**Text for analysis:**
▼

Corporations are devoting additional resources to build ever-more resilient global supply chains to combat changes in health and trade policies as well as geopolitical disruptions they think will occur with increasing regularity, supply chain specialists said.
The Trump administration's May 1 threat to raise tariffs by 25% on European vehicles follows the February start of the Iran war and an April administration proclamation affecting the importation of aluminum and copper. Bain & Company partner Dheera Anand is among those who said companies now must plan for regularly occurring similar shocks and fortify supply chains against them in new ways.
"This isn't one and done. This is the world we live in. And I don't see it settling down anytime soon," Christopher McCarney, KPMG U.S. principal, supply chain and operations, said in an interview. "There's always going to be another event, and the best time to modernize is right now," he said.
Indeed, the “foundational rules for risk management” have been fundamentally altered, with the shakeup of U.S. policy last year just the latest chapter of “perma-crisis” period that has been underway since the COVID-19 pandemic, Richard Chambers, senior advisor at AuditBoard, a provider of audit management software, previously told CFO Dive.
Big supply chain changes afoot
Sustained supply chain uncertainty has directly impacted corporate management practices. A majority of respondents to a May 1 KPMG survey said their organizations now hold regular C-suite leadership strategic meetings on supply chain developments, and 73% of businesses are planning a comprehensive transformation of their supply chain operating model within the next 36 months. A top transformation priority: risk management and resiliency building, the survey said.
Corporate priorities have changed to incorporate a growing need to build in buffers, which can drive up costs, into supply chains to guard against unforeseen supply-chain shocks, McCarney said. "I think there's a willingness to pay for resilience. I'll put it that way," he said.
Organizations are also broadening the number and types of workers involved in supply chain risk management.
"There's a joint responsibility for risk management throughout the company," supply chain specialist at Ohio’s Miami University Lisa M. Ellram said in an interview. "The people who are more on the front lines, like in supply chain management, they're the ones who potentially get the early warnings that will allow companies to respond more quickly" to supply-chain disruptions, she said.

▲

**Given information:**
▼

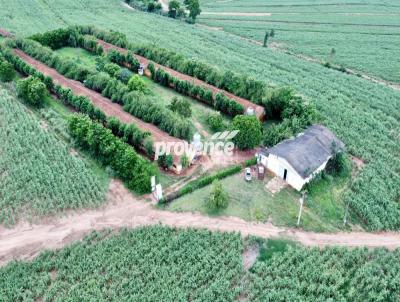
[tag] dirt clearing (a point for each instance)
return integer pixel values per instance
(109, 108)
(26, 241)
(259, 110)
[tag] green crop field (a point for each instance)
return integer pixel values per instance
(163, 264)
(38, 173)
(252, 201)
(363, 114)
(364, 35)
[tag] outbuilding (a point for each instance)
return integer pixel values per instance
(299, 159)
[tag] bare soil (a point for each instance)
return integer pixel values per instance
(25, 240)
(259, 110)
(105, 104)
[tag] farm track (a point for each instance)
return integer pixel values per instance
(26, 240)
(109, 108)
(259, 110)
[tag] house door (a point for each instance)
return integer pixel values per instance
(284, 174)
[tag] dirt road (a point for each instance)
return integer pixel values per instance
(109, 108)
(26, 241)
(259, 110)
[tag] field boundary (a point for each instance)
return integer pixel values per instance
(123, 210)
(259, 110)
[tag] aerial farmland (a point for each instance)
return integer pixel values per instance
(198, 150)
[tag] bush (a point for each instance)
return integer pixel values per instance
(218, 198)
(215, 121)
(250, 131)
(136, 83)
(184, 161)
(165, 161)
(32, 90)
(7, 71)
(104, 146)
(338, 165)
(181, 106)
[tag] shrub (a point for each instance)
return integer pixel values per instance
(181, 106)
(32, 90)
(7, 71)
(112, 69)
(184, 161)
(165, 161)
(250, 131)
(104, 146)
(136, 83)
(218, 198)
(215, 121)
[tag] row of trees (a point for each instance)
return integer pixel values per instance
(239, 85)
(112, 88)
(219, 102)
(113, 152)
(129, 133)
(292, 113)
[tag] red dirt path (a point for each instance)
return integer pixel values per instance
(109, 108)
(259, 110)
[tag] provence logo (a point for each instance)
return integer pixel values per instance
(220, 142)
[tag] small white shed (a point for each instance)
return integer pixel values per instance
(299, 159)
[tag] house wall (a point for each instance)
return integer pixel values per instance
(277, 165)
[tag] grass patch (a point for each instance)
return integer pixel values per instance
(273, 246)
(253, 202)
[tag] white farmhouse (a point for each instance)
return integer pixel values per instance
(299, 159)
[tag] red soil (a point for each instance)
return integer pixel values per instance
(259, 110)
(105, 104)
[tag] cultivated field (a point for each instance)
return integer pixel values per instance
(364, 35)
(40, 174)
(363, 114)
(158, 263)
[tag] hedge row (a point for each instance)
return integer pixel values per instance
(239, 85)
(141, 105)
(113, 152)
(128, 133)
(110, 87)
(220, 102)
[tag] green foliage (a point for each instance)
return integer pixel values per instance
(110, 150)
(173, 7)
(144, 264)
(7, 71)
(193, 6)
(215, 121)
(218, 198)
(39, 175)
(239, 85)
(165, 161)
(331, 274)
(294, 113)
(32, 90)
(250, 131)
(339, 165)
(184, 161)
(204, 181)
(112, 69)
(54, 39)
(181, 106)
(136, 83)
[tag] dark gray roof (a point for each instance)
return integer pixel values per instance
(309, 150)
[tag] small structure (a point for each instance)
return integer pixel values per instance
(299, 159)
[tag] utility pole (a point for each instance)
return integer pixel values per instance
(345, 215)
(301, 200)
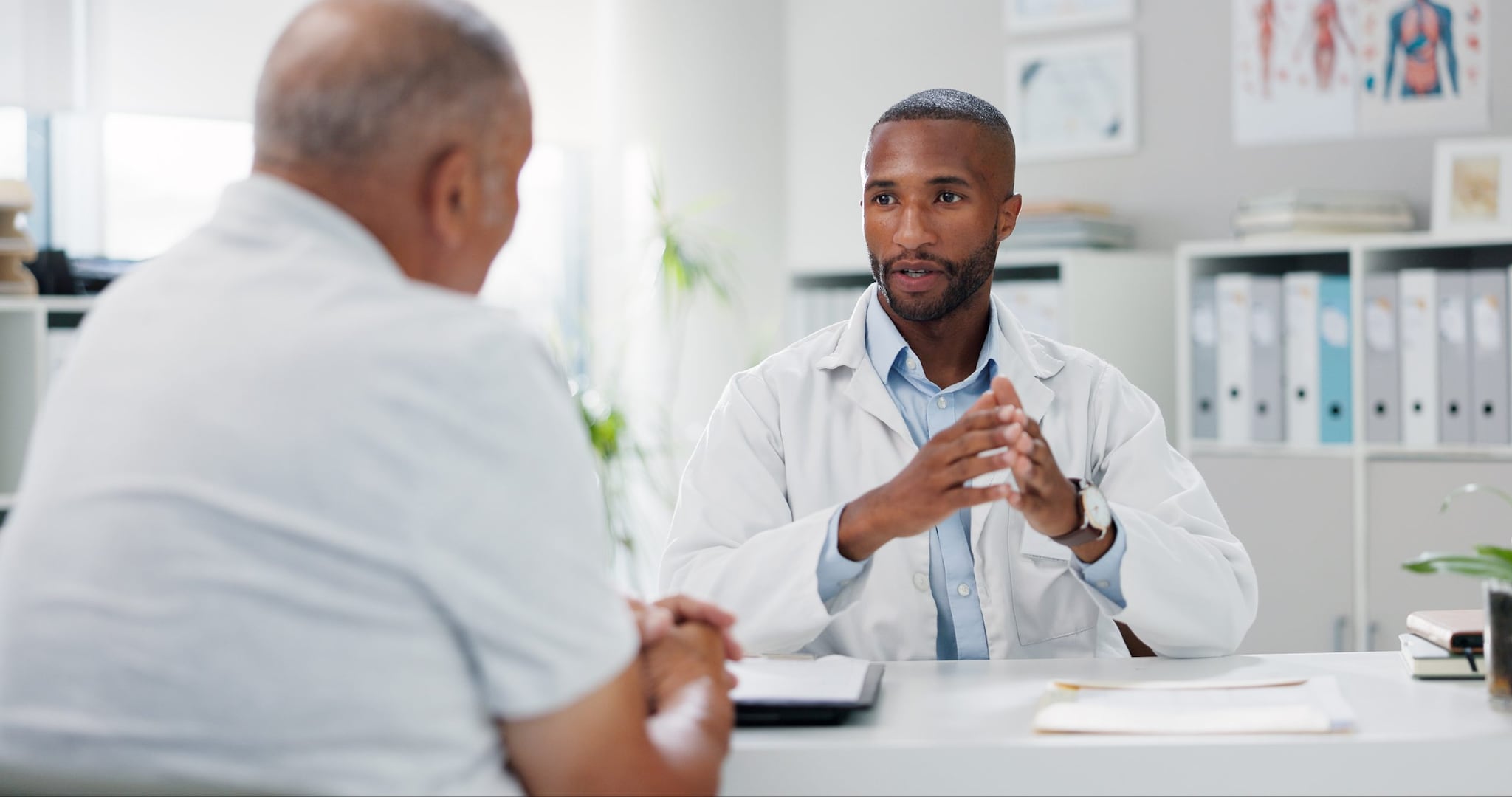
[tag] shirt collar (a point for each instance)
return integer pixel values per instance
(887, 348)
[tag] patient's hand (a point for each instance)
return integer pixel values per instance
(656, 619)
(688, 655)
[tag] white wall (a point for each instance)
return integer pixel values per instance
(850, 59)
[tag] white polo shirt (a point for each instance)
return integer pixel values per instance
(292, 520)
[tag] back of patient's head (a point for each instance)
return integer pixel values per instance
(360, 83)
(955, 105)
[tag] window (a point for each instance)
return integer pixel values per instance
(539, 272)
(162, 177)
(13, 144)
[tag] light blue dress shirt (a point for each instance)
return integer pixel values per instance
(927, 410)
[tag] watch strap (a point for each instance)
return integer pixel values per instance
(1086, 533)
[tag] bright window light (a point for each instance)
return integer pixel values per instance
(539, 272)
(164, 177)
(13, 144)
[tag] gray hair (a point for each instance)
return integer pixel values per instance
(356, 80)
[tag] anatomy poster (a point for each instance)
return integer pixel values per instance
(1423, 66)
(1313, 70)
(1295, 70)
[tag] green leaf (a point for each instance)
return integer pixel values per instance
(1474, 566)
(1496, 553)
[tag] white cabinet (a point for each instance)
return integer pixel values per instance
(35, 334)
(1331, 520)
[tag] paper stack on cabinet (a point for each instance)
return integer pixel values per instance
(1310, 212)
(1033, 303)
(1068, 224)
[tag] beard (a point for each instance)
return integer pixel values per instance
(963, 279)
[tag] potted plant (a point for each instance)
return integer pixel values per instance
(1494, 566)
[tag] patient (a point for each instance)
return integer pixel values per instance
(301, 514)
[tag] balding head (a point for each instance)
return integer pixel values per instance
(408, 115)
(351, 83)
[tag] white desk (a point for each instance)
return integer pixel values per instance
(963, 728)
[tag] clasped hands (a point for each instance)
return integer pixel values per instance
(682, 641)
(935, 484)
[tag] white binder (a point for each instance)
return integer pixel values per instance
(1302, 357)
(1454, 357)
(1234, 348)
(1488, 363)
(1419, 345)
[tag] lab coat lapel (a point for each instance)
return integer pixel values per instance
(865, 386)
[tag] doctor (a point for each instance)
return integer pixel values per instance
(927, 480)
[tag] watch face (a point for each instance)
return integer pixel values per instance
(1096, 508)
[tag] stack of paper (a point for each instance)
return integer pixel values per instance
(1324, 212)
(829, 680)
(1195, 707)
(1069, 224)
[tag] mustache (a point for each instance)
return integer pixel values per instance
(947, 265)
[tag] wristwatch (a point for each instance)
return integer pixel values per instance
(1092, 510)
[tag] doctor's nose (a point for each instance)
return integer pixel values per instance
(912, 232)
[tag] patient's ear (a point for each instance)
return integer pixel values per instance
(453, 197)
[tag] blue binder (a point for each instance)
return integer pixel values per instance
(1336, 398)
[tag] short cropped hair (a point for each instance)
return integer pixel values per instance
(437, 64)
(955, 105)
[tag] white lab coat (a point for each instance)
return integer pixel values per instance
(814, 427)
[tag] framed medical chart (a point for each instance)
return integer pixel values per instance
(1041, 15)
(1074, 99)
(1473, 185)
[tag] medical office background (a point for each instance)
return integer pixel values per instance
(698, 164)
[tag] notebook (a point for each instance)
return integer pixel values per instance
(1454, 629)
(802, 690)
(1428, 660)
(1311, 705)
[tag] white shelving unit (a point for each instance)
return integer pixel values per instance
(1116, 304)
(24, 370)
(1328, 527)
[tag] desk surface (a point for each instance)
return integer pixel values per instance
(963, 728)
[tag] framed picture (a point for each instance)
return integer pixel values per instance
(1074, 99)
(1041, 15)
(1473, 185)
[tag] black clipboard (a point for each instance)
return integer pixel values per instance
(777, 711)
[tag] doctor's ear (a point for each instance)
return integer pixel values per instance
(1009, 215)
(453, 196)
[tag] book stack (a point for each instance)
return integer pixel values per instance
(1311, 212)
(1068, 224)
(1446, 643)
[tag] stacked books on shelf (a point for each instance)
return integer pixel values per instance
(1271, 359)
(1446, 643)
(1069, 224)
(1311, 212)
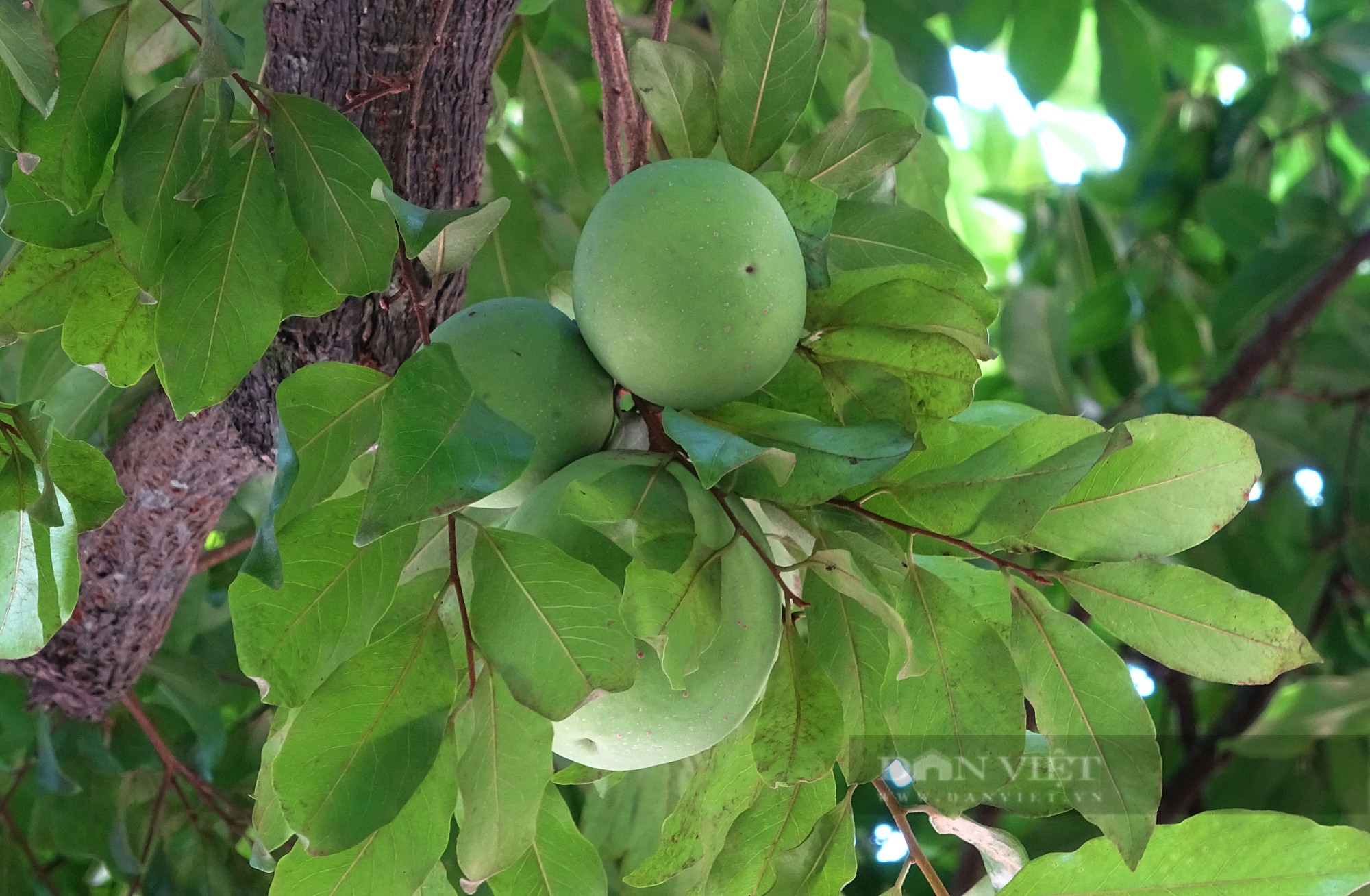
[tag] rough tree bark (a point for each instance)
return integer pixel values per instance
(180, 476)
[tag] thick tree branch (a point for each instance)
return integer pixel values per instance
(1283, 325)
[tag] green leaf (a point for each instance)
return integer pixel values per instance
(908, 299)
(999, 850)
(327, 169)
(29, 55)
(771, 62)
(810, 210)
(1215, 854)
(1191, 621)
(547, 623)
(564, 136)
(679, 612)
(967, 698)
(984, 590)
(73, 142)
(365, 741)
(1213, 23)
(221, 299)
(828, 460)
(440, 447)
(872, 235)
(334, 594)
(643, 510)
(113, 329)
(86, 479)
(825, 862)
(269, 827)
(42, 286)
(1001, 491)
(677, 91)
(213, 169)
(853, 647)
(1130, 69)
(1179, 482)
(856, 150)
(332, 413)
(1042, 46)
(1088, 708)
(516, 261)
(725, 783)
(221, 51)
(445, 240)
(780, 820)
(42, 572)
(160, 153)
(34, 217)
(503, 775)
(561, 862)
(716, 453)
(393, 860)
(799, 720)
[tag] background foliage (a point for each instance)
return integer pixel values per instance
(1130, 279)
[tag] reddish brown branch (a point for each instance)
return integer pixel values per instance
(39, 872)
(1283, 327)
(416, 297)
(661, 29)
(186, 23)
(916, 853)
(416, 80)
(965, 546)
(176, 767)
(620, 109)
(777, 573)
(461, 603)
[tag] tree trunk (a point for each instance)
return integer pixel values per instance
(180, 476)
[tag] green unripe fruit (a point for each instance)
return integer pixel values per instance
(690, 284)
(651, 724)
(528, 362)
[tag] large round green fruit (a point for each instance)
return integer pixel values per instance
(690, 284)
(528, 362)
(651, 724)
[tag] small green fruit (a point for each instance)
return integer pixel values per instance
(528, 362)
(690, 284)
(651, 724)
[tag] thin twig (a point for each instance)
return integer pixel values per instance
(171, 762)
(620, 109)
(1283, 327)
(916, 853)
(186, 23)
(461, 603)
(661, 29)
(153, 830)
(39, 872)
(965, 546)
(388, 87)
(416, 297)
(795, 601)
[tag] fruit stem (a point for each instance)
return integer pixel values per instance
(795, 601)
(965, 546)
(461, 602)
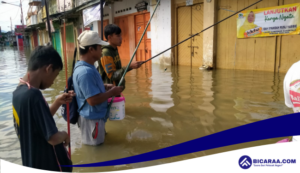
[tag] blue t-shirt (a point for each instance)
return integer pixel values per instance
(88, 83)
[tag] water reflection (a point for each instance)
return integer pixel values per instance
(163, 108)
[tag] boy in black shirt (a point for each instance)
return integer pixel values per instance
(42, 145)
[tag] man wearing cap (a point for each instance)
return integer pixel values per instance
(91, 93)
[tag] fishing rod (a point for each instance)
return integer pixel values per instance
(112, 100)
(66, 73)
(200, 32)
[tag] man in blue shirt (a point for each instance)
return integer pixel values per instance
(92, 94)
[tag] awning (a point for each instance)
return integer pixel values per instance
(84, 6)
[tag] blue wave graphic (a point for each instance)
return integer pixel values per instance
(287, 125)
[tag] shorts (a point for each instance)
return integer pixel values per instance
(92, 131)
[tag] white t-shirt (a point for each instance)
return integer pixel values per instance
(291, 88)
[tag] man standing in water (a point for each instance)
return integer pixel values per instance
(42, 145)
(111, 67)
(291, 88)
(92, 94)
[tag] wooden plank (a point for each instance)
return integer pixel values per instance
(242, 44)
(184, 31)
(231, 35)
(221, 36)
(131, 33)
(197, 26)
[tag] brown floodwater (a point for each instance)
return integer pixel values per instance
(164, 106)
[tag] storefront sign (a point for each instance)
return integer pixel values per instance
(272, 21)
(91, 14)
(64, 5)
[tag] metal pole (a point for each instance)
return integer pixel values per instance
(22, 15)
(48, 22)
(23, 27)
(101, 18)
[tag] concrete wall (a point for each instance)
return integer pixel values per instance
(161, 32)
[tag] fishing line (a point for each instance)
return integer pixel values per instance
(201, 32)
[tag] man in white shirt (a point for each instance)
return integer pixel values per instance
(291, 88)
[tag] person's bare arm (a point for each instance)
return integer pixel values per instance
(62, 99)
(58, 138)
(102, 97)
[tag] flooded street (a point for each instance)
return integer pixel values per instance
(163, 108)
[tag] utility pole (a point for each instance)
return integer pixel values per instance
(101, 18)
(11, 35)
(22, 19)
(48, 22)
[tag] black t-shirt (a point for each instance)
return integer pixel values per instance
(35, 125)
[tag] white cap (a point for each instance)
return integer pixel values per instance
(88, 38)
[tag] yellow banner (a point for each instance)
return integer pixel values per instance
(272, 21)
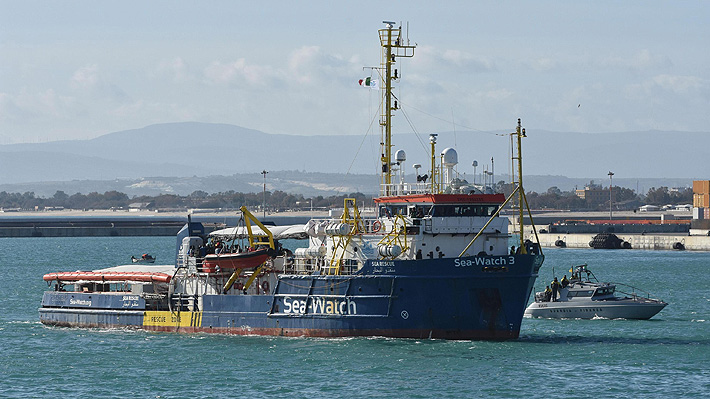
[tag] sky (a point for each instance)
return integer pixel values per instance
(80, 69)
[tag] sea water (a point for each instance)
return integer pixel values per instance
(667, 356)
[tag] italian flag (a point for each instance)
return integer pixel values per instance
(368, 83)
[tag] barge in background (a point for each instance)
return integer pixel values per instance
(433, 263)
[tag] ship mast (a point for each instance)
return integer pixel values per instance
(393, 47)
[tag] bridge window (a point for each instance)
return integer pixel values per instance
(464, 210)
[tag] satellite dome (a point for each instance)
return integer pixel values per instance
(450, 156)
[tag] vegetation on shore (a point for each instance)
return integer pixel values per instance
(553, 198)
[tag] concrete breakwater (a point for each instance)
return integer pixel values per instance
(637, 241)
(112, 224)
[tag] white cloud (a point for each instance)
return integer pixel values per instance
(86, 77)
(641, 60)
(679, 84)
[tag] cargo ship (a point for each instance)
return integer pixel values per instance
(432, 262)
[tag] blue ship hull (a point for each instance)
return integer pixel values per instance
(479, 297)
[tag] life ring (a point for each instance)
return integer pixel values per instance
(376, 226)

▲

Resume the news article on corporate supply chain resilience, carrying it forward from its final paragraph quoting Lisa M. Ellram.

**Response for this exercise:**
"Companies are very much more focused on anticipating, being prepared for risks and anticipating them," Ellram said.
Sumit Dutta, U.S. principal of supply chain and operations at Ernst & Young, said he sees many CFOs working closely with the chief supply chain officer because there is a need to understand the financial impact of events.
Cost is no longer king
Supply chains are complex networks of suppliers, manufacturers, producers, distributors, and retailers requiring companies to satisfy customer demand by adjusting raw material sourcing, manufacturing processes, logistics, and product or services returns and refunds with precision.
Before supply chains were severely disrupted by the COVID-19 pandemic, companies cut costs by constructing lean supply chains, many times embracing just-in-time inventories.
But the pandemic underscored the importance of resiliency and the interdependencies of different links in supply chains. It also heightened the need for broader risk-management analyses of companies' supply-chain practices. In 2022 a Protiviti study found that 45% of CFOs and VPs of finance were starting to move away from efficiency-based supply chain models to revenue assurance models, CFO Dive previously reported.
The pandemic exposed that there was not enough flexibility built into supply chains to absorb shocks to the system, said Anand, who advises global companies on supply chain transformation.
"You took one block out and everything came falling down because there wasn't enough risk mitigation, resilience, or agility" built into supply chains, she said. "I think the trifecta of cost, cash, and service has now become a four legged stool of cost, cash, service, and resilience," she said.
Just in time? Sometimes.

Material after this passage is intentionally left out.